(Position annotation rows)

-=-=-

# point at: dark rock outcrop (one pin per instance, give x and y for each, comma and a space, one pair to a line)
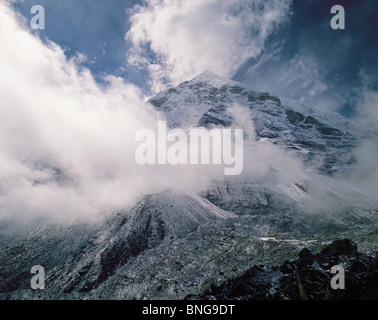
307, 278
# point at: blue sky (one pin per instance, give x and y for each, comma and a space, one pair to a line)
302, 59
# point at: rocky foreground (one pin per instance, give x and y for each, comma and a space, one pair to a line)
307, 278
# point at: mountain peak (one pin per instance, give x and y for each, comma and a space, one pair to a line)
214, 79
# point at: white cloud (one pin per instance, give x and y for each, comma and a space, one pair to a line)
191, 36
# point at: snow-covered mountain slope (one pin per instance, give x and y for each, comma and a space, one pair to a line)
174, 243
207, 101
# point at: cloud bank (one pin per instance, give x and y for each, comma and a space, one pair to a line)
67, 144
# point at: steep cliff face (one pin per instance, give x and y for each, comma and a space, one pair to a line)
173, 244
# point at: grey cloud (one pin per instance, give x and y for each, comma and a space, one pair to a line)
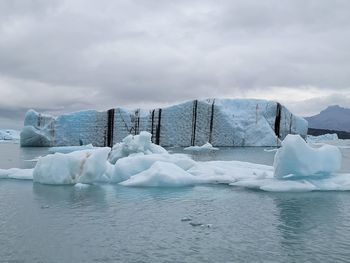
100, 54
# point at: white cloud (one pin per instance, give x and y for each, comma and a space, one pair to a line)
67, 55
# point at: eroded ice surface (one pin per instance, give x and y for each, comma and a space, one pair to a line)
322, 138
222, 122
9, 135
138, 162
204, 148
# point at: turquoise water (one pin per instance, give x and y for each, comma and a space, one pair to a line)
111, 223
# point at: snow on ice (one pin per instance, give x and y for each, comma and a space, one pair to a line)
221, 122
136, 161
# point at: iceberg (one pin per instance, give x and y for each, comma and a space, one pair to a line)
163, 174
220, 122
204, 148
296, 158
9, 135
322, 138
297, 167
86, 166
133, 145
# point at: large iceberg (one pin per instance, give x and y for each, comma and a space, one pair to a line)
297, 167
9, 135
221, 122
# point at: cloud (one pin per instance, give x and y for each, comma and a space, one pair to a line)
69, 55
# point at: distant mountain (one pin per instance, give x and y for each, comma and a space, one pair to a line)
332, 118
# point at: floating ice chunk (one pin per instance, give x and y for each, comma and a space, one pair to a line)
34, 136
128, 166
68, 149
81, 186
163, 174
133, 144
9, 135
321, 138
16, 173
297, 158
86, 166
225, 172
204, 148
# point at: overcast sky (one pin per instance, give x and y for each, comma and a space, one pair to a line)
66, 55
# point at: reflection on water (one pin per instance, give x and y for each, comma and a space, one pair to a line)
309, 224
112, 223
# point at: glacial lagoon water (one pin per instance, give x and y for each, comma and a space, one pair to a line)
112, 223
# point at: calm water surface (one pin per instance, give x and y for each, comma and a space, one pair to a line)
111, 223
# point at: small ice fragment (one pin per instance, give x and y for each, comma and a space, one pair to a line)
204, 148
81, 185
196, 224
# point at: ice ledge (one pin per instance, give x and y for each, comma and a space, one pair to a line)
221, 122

-=-=-

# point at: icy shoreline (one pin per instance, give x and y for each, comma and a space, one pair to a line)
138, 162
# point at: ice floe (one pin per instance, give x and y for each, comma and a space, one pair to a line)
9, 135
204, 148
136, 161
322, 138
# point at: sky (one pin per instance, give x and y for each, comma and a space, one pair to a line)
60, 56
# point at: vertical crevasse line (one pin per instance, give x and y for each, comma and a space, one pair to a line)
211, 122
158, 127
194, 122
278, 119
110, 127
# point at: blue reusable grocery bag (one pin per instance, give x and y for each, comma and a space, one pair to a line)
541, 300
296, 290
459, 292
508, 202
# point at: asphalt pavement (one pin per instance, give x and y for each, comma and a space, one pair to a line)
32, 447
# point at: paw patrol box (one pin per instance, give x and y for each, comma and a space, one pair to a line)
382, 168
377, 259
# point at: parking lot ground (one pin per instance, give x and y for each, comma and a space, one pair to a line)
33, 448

-=-=-

Count the rows above that contain the string "cloud", and reply with only that number.

= FULL ANSWER =
5